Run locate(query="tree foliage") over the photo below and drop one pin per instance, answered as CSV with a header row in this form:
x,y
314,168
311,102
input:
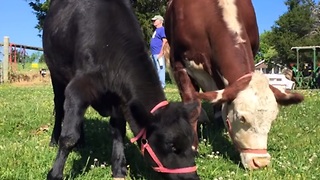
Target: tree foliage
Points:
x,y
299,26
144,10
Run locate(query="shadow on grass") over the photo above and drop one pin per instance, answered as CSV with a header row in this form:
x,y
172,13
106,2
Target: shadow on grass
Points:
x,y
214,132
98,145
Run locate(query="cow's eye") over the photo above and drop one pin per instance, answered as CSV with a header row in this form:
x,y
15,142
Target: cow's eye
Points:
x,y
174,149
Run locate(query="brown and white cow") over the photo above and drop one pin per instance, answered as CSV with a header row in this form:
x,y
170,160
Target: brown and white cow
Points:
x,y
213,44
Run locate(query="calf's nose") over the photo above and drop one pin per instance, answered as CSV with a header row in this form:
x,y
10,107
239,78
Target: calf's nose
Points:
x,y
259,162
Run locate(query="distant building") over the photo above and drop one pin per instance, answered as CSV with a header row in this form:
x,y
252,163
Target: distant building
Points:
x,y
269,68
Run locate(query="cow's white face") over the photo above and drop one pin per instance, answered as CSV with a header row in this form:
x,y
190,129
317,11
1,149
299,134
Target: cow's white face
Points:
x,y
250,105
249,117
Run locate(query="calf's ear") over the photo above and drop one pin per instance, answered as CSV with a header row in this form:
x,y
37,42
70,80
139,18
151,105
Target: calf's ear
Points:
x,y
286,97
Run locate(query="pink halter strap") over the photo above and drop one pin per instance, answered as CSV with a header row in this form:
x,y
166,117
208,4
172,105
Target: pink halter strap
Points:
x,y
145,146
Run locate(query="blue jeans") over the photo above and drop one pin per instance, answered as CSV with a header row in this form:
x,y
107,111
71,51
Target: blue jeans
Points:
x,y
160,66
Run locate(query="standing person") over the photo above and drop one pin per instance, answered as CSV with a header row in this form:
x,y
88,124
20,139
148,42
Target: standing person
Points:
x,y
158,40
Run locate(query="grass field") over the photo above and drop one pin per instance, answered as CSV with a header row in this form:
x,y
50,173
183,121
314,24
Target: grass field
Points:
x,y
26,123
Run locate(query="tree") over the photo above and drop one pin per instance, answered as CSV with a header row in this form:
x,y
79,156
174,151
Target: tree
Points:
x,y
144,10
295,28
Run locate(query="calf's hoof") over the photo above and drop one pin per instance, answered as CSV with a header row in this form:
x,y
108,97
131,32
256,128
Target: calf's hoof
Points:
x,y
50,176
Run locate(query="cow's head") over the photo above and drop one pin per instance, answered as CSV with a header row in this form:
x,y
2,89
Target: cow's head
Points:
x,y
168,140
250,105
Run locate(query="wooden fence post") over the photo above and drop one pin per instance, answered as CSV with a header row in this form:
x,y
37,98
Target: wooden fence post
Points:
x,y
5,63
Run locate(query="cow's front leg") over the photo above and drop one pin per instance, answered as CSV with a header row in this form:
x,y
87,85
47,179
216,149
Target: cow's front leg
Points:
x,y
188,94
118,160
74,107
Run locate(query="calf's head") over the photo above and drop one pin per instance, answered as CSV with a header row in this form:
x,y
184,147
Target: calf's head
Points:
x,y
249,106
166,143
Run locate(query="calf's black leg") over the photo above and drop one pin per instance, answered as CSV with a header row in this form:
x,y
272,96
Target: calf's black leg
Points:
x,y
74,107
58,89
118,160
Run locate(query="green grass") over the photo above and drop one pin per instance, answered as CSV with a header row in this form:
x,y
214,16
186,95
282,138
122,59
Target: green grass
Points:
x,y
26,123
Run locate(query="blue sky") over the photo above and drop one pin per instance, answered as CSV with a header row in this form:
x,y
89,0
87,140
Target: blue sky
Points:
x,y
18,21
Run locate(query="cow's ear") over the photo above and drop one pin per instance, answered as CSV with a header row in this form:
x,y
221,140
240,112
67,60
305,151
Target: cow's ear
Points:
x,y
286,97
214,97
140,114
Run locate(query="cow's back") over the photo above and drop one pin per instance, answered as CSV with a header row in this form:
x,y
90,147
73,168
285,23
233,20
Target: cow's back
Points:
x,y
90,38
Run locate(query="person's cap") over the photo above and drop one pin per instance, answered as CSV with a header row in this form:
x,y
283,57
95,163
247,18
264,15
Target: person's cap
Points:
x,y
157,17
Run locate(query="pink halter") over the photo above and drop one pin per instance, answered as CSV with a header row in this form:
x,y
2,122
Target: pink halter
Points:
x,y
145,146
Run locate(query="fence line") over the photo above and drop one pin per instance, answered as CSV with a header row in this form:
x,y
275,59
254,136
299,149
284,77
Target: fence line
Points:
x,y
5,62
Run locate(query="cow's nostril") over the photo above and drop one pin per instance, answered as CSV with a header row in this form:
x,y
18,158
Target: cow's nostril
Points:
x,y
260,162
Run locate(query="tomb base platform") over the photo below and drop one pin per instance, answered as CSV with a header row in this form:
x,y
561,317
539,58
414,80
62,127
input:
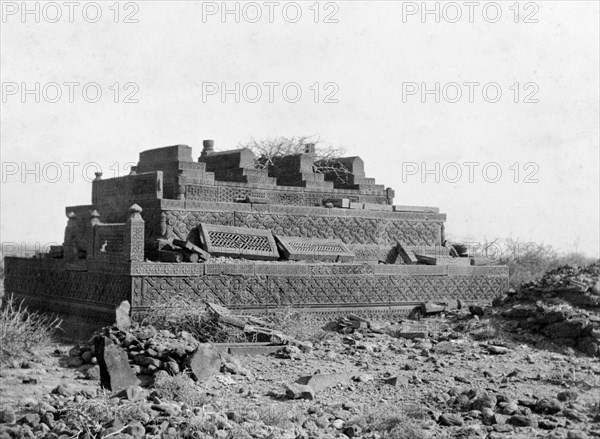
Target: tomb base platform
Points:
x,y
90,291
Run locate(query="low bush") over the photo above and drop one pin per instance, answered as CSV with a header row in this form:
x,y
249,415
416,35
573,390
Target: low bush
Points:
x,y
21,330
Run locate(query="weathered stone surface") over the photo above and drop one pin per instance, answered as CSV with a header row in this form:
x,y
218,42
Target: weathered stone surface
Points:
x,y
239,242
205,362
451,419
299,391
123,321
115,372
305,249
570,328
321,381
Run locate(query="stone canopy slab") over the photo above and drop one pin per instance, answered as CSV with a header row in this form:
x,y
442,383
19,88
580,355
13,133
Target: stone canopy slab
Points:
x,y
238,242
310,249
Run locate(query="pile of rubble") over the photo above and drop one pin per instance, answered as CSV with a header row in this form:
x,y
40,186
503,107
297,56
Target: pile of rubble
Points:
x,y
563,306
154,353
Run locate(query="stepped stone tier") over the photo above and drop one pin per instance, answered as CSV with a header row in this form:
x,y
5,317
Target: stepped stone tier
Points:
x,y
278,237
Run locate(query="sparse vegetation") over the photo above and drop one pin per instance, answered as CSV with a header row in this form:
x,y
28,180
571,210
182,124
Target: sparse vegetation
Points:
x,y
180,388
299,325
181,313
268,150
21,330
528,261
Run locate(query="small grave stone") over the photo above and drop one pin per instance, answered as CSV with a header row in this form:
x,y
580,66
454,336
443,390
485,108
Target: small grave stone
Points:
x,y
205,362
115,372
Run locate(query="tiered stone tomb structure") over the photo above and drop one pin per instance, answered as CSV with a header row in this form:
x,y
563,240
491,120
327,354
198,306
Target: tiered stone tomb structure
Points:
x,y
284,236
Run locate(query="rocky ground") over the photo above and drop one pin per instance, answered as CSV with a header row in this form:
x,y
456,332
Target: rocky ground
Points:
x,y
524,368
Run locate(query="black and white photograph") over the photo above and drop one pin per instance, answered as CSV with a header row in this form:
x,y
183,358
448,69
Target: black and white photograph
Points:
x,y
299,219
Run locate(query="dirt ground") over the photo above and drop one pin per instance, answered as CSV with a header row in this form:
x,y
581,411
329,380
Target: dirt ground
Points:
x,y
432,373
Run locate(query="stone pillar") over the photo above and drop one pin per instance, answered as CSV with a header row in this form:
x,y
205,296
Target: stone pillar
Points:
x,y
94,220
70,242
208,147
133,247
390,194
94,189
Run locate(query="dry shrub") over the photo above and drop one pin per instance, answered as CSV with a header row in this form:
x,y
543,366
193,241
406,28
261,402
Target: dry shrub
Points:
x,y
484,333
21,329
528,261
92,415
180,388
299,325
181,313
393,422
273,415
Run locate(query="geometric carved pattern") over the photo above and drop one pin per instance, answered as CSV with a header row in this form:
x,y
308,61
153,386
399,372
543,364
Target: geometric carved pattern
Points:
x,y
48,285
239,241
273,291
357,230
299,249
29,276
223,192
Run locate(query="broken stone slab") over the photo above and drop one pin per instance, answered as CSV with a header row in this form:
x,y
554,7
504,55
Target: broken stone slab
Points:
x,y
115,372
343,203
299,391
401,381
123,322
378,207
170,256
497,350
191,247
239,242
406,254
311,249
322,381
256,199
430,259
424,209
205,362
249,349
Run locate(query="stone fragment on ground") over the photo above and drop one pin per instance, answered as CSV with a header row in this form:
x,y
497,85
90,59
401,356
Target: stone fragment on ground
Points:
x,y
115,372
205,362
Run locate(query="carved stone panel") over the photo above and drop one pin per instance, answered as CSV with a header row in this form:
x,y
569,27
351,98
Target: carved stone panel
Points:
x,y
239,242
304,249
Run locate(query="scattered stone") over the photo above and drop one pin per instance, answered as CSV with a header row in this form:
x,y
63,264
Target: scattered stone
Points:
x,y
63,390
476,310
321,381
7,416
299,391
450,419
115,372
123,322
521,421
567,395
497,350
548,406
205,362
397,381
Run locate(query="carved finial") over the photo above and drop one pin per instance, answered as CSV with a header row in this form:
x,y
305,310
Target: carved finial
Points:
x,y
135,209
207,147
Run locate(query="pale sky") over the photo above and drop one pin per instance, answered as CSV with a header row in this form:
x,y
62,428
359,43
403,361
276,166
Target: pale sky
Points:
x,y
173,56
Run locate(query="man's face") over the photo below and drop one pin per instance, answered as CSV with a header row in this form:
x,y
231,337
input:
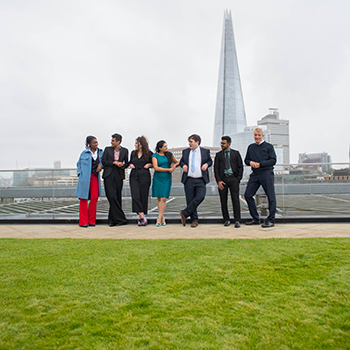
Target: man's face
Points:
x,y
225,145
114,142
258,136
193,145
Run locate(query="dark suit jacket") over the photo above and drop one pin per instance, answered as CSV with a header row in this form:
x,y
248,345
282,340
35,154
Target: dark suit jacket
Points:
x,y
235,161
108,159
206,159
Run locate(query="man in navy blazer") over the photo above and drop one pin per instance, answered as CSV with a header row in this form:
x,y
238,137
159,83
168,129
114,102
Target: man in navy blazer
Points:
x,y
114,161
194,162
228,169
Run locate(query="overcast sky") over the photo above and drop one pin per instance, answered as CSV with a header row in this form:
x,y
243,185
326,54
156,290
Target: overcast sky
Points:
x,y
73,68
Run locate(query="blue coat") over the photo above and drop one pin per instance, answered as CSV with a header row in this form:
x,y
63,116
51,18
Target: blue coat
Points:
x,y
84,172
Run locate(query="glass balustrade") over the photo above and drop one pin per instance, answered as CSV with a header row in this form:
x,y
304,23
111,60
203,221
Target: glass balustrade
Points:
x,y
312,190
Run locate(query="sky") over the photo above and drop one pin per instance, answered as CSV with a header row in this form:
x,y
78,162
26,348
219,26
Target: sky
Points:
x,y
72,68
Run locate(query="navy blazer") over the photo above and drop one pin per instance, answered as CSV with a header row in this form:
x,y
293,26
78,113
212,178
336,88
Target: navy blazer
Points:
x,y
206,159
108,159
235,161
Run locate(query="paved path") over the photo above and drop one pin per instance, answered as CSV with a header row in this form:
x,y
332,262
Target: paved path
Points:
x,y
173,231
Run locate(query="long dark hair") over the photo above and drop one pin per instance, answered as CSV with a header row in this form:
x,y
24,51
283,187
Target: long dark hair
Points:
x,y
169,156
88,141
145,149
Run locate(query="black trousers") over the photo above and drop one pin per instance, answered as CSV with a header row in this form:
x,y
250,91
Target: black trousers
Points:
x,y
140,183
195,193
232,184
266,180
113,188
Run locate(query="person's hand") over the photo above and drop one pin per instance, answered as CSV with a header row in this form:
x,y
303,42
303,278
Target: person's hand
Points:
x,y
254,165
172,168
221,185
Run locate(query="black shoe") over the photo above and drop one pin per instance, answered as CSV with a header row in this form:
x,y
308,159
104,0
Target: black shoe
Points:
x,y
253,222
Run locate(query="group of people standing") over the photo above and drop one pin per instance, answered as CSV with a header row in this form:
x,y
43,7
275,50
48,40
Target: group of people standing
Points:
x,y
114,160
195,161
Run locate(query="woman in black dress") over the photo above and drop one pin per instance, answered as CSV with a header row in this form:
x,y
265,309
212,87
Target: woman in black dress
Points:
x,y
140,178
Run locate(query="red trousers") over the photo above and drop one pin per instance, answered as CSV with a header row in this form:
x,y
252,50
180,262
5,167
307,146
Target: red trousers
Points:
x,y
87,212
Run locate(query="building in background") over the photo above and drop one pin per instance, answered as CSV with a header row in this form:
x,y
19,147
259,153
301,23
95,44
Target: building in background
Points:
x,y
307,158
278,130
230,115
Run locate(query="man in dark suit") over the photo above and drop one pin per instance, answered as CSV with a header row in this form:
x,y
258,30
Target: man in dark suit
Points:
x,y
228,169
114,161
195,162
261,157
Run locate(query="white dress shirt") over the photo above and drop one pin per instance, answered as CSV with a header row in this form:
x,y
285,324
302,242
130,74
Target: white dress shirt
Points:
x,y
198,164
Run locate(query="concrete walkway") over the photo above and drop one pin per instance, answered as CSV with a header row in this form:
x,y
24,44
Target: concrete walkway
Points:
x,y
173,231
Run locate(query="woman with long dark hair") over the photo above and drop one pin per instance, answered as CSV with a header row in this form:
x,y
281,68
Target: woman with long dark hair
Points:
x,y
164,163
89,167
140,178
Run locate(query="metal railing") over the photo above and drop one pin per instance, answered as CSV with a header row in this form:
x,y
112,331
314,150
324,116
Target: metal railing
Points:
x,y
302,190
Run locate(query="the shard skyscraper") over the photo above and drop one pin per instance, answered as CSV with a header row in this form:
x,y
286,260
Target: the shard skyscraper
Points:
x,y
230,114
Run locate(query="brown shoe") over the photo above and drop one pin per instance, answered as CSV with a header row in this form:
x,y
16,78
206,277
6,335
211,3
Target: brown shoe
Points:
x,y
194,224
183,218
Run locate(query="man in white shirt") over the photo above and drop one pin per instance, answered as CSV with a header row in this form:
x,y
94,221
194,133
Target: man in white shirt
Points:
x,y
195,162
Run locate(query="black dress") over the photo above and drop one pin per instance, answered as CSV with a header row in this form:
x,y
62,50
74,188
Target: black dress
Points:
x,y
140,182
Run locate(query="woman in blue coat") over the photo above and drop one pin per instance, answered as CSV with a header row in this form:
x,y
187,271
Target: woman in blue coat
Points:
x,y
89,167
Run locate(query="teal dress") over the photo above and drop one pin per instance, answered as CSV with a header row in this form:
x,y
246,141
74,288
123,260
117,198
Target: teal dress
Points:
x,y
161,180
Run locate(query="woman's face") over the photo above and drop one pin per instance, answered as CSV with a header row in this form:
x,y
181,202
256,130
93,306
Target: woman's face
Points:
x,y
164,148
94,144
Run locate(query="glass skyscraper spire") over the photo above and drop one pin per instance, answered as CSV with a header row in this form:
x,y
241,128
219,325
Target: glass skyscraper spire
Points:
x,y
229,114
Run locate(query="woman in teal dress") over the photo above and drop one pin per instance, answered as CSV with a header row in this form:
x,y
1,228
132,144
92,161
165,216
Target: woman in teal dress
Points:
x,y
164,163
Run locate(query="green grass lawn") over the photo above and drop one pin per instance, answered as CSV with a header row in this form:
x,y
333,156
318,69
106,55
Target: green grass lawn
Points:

Task description: Pick out every line in the records above that contains the string "vegetation" and copy each one. Case matters.

Task answer:
Run locate(query="sparse vegetation") over the photo above and drop one pin per instance, answered as CSV with a header row in this form:
Target: sparse vegetation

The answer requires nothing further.